# Start of Given records

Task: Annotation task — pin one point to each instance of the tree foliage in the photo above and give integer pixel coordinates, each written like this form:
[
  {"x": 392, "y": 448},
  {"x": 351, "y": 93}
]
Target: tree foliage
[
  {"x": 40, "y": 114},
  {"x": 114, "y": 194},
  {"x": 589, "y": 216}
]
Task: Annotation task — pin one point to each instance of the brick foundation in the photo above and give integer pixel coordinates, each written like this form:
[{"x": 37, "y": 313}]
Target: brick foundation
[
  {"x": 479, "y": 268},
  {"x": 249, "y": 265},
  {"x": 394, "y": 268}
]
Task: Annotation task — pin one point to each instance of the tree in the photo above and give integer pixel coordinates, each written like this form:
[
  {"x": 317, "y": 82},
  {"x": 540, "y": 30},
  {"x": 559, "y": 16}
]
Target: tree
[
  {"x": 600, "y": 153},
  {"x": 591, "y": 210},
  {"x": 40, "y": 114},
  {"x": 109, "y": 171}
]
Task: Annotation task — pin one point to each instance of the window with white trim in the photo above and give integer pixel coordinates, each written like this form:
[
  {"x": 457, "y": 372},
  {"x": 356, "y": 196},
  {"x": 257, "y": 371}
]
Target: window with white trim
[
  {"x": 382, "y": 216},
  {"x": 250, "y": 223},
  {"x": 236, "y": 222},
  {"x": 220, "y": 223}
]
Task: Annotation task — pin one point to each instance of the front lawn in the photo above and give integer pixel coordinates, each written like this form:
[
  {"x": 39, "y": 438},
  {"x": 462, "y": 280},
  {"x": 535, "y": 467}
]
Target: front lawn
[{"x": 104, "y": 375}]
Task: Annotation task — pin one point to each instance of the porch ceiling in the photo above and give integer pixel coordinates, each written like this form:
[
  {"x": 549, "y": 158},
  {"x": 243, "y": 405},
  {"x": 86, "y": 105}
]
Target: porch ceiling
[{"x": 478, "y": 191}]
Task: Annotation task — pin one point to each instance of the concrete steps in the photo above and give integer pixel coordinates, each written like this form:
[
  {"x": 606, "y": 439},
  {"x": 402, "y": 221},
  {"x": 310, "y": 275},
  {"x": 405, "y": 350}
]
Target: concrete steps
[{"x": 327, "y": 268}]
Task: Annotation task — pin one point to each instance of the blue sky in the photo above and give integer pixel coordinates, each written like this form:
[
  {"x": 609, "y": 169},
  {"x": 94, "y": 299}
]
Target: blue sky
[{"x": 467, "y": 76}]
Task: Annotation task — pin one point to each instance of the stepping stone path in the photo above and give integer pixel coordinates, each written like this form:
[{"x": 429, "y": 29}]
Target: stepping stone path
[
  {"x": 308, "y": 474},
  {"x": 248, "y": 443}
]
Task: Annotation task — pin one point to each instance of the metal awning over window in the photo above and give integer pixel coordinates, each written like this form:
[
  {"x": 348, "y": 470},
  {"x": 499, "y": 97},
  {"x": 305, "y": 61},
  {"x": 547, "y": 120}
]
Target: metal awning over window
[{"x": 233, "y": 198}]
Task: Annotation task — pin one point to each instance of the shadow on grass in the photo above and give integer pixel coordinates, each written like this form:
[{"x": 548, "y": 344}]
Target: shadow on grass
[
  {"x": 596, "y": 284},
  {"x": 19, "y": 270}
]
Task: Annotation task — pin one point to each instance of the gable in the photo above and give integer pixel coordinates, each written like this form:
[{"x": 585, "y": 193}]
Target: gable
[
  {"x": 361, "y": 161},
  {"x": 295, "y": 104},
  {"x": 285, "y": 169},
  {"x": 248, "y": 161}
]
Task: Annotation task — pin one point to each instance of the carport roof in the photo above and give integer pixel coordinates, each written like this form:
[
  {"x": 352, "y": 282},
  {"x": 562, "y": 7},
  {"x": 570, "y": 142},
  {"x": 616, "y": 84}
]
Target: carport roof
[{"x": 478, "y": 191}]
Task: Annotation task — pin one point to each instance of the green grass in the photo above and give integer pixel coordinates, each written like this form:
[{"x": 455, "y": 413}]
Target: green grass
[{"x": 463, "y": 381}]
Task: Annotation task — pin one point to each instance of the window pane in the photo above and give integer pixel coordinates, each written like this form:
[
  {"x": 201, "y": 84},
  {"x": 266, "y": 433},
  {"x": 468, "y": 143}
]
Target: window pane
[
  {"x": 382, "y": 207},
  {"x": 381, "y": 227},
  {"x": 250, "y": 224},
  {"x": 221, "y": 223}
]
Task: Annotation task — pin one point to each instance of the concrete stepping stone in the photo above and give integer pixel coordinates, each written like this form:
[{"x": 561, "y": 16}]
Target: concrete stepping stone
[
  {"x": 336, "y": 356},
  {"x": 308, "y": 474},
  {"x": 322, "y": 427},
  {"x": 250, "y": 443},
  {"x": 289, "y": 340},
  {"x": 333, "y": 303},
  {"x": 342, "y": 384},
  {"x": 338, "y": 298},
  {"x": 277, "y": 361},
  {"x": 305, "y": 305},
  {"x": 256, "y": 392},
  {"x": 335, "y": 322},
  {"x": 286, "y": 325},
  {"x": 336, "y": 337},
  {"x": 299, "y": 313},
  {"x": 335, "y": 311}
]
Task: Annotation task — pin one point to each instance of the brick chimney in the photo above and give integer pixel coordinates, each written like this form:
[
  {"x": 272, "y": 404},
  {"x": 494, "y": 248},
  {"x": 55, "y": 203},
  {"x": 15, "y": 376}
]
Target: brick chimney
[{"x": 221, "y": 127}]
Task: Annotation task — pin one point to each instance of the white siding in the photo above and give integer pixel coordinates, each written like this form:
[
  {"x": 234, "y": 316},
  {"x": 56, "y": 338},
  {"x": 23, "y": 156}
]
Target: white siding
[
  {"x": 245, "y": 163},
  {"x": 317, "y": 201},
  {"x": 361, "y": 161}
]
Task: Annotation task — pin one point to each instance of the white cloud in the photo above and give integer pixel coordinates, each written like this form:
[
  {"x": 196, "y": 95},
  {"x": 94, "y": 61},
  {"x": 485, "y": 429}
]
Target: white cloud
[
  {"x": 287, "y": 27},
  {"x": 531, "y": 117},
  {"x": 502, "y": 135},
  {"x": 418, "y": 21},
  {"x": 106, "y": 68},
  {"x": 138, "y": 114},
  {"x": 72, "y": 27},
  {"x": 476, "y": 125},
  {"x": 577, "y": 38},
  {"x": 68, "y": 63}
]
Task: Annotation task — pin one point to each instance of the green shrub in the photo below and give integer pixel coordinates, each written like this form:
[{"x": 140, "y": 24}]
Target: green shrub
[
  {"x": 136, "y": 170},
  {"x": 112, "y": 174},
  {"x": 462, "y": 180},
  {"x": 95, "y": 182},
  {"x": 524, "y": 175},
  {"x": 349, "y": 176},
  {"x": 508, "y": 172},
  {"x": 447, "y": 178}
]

# End of Given records

Short task: Extract all the entries word for word.

The output:
Task: Annotation task — pin one point to each instance of the tree foliage in the photo above and give integer pixel coordinates, each written like this form:
[
  {"x": 392, "y": 448},
  {"x": 351, "y": 93}
]
Target: tree foliage
[
  {"x": 40, "y": 114},
  {"x": 114, "y": 194},
  {"x": 589, "y": 216}
]
Task: Annotation task — pin one point to each instance of the brick foundation in the photo above and give integer pixel coordinates, each written like this form:
[{"x": 37, "y": 313}]
Target: brick foundation
[
  {"x": 479, "y": 268},
  {"x": 249, "y": 265},
  {"x": 394, "y": 268}
]
Task: Annotation task — pin one point to each instance of the tree in the photo above and give integer pixel coordinates, each written like this form:
[
  {"x": 317, "y": 82},
  {"x": 540, "y": 30},
  {"x": 559, "y": 16}
]
Target: tree
[
  {"x": 600, "y": 153},
  {"x": 591, "y": 210},
  {"x": 40, "y": 114},
  {"x": 109, "y": 171}
]
Task: Annotation task — pin one point to each instance of the window with white trim in the photo above and give integer pixel coordinates, each written like this form:
[
  {"x": 457, "y": 372},
  {"x": 356, "y": 196},
  {"x": 257, "y": 371}
]
Target: window with white trim
[
  {"x": 382, "y": 216},
  {"x": 250, "y": 223},
  {"x": 236, "y": 222},
  {"x": 220, "y": 223}
]
Task: Annotation task — pin one point to each instance of the front lawn in the photo above and give integer pixel coordinates, each written like this form:
[
  {"x": 39, "y": 438},
  {"x": 462, "y": 280},
  {"x": 535, "y": 467}
]
Target: front lawn
[{"x": 104, "y": 375}]
Task: Annotation task — pin one point to each instance of the porch ceiling in the photo above and give integer pixel coordinates, each written like this form:
[
  {"x": 549, "y": 158},
  {"x": 243, "y": 405},
  {"x": 86, "y": 105}
]
Target: porch ceiling
[{"x": 478, "y": 191}]
Task: Annotation task — pin one point to each instance of the concrete steps in the photo above and give integer pixel coordinates, each written like this form:
[
  {"x": 606, "y": 439},
  {"x": 402, "y": 221},
  {"x": 310, "y": 275},
  {"x": 405, "y": 350}
]
Target: concrete steps
[{"x": 327, "y": 268}]
Task: Annotation task — pin one point to each instance of the blue sky in the photo above and give integer pixel coordinates, each written like this form:
[
  {"x": 609, "y": 169},
  {"x": 94, "y": 299}
]
Target: blue sky
[{"x": 467, "y": 76}]
Task: Annotation task — pin one point to each instance of the stepping stone path in the photo above and give integer pixel coordinates, each written like this form:
[{"x": 429, "y": 29}]
Target: stepping stone path
[
  {"x": 308, "y": 474},
  {"x": 248, "y": 443}
]
Task: Annotation task — pin one point to each instance of the metal awning over window in the photo above and give integer pixel coordinates, each written like this form:
[
  {"x": 348, "y": 470},
  {"x": 499, "y": 97},
  {"x": 305, "y": 61},
  {"x": 547, "y": 120}
]
Target: metal awning over window
[{"x": 233, "y": 198}]
Task: Annotation task — pin one point to each instance of the shadow on grass in the photo above and give integer pixel coordinates, each written like this form:
[{"x": 548, "y": 344}]
Target: shadow on grass
[
  {"x": 596, "y": 284},
  {"x": 19, "y": 270}
]
Task: Annotation task — pin one point to each instance of the gable in the photo above and give integer pixel coordinates, each written like this form:
[{"x": 585, "y": 193}]
Target: gable
[
  {"x": 361, "y": 161},
  {"x": 295, "y": 104},
  {"x": 285, "y": 169},
  {"x": 248, "y": 161}
]
Task: Annotation task — pin one point to each instance of the carport roof in the photo above and give integer pixel coordinates, each written like this form:
[
  {"x": 352, "y": 282},
  {"x": 562, "y": 7},
  {"x": 570, "y": 142},
  {"x": 616, "y": 84}
]
Target: carport roof
[{"x": 478, "y": 191}]
Task: Annotation task — pin one point to each instance of the green grass in the photo above and give integer pixel coordinates, each written like this form:
[{"x": 455, "y": 413}]
Target: green grass
[{"x": 463, "y": 381}]
Task: Annotation task — pin one point to each instance of the window pane in the photo above and give integer pixel coordinates, each written like this form:
[
  {"x": 201, "y": 84},
  {"x": 266, "y": 433},
  {"x": 468, "y": 143}
]
Target: window pane
[
  {"x": 382, "y": 207},
  {"x": 381, "y": 227},
  {"x": 250, "y": 224},
  {"x": 221, "y": 223}
]
Task: Annotation task — pin one point to each instance of the concrete stepping stone in the photo above and give integer pixel coordinates, each written like this form:
[{"x": 561, "y": 16}]
Target: concrete stepping stone
[
  {"x": 336, "y": 356},
  {"x": 308, "y": 474},
  {"x": 322, "y": 427},
  {"x": 250, "y": 443},
  {"x": 289, "y": 340},
  {"x": 333, "y": 303},
  {"x": 342, "y": 384},
  {"x": 338, "y": 298},
  {"x": 277, "y": 361},
  {"x": 305, "y": 305},
  {"x": 256, "y": 392},
  {"x": 335, "y": 322},
  {"x": 286, "y": 325},
  {"x": 336, "y": 337},
  {"x": 299, "y": 313},
  {"x": 335, "y": 311}
]
Task: Annotation task — pin one point to each instance of the brick chimney in the photo above and give integer pixel coordinates, each written like this form:
[
  {"x": 272, "y": 404},
  {"x": 494, "y": 248},
  {"x": 55, "y": 203},
  {"x": 15, "y": 376}
]
Target: brick chimney
[{"x": 221, "y": 127}]
Task: Annotation task — pin one point to each instance of the white siding in the photo above and give integer pixel coordinates, each written like this form:
[
  {"x": 234, "y": 316},
  {"x": 56, "y": 338},
  {"x": 23, "y": 156}
]
Target: white siding
[
  {"x": 245, "y": 163},
  {"x": 317, "y": 201},
  {"x": 361, "y": 161}
]
Task: Annotation task — pin one point to each instance of the white cloud in the photo above and give integer pixel coordinates, each written like this form:
[
  {"x": 196, "y": 95},
  {"x": 94, "y": 61},
  {"x": 485, "y": 429}
]
Target: white cloud
[
  {"x": 287, "y": 27},
  {"x": 531, "y": 117},
  {"x": 502, "y": 135},
  {"x": 418, "y": 21},
  {"x": 106, "y": 68},
  {"x": 138, "y": 114},
  {"x": 72, "y": 27},
  {"x": 476, "y": 125},
  {"x": 577, "y": 38},
  {"x": 68, "y": 63}
]
Task: Annotation task — pin one point to each instance of the green shrub in the photo below and give integer pixel coordinates, each written like this form:
[{"x": 140, "y": 24}]
Target: green shrub
[
  {"x": 136, "y": 170},
  {"x": 112, "y": 174},
  {"x": 462, "y": 180},
  {"x": 95, "y": 182},
  {"x": 524, "y": 175},
  {"x": 349, "y": 176},
  {"x": 508, "y": 172},
  {"x": 447, "y": 178}
]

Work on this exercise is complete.